--- START Data to process ---

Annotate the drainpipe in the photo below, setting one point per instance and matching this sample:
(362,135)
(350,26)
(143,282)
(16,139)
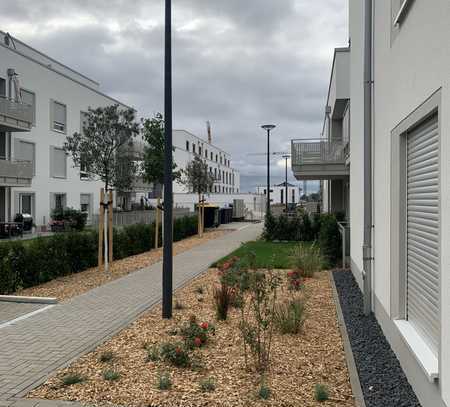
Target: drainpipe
(367,244)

--- END Data to process ---

Written task
Rewrite every line of the records above, requests included, and scale only the point coordinates in the answers by 0.7, rounding each to a whole number with halves rounded up. Leave the pictures out of your answer.

Answer
Annotate the drainpipe in the photo below, setting one point per instance and matching this sample:
(362,135)
(350,26)
(143,282)
(16,139)
Target: drainpipe
(257,171)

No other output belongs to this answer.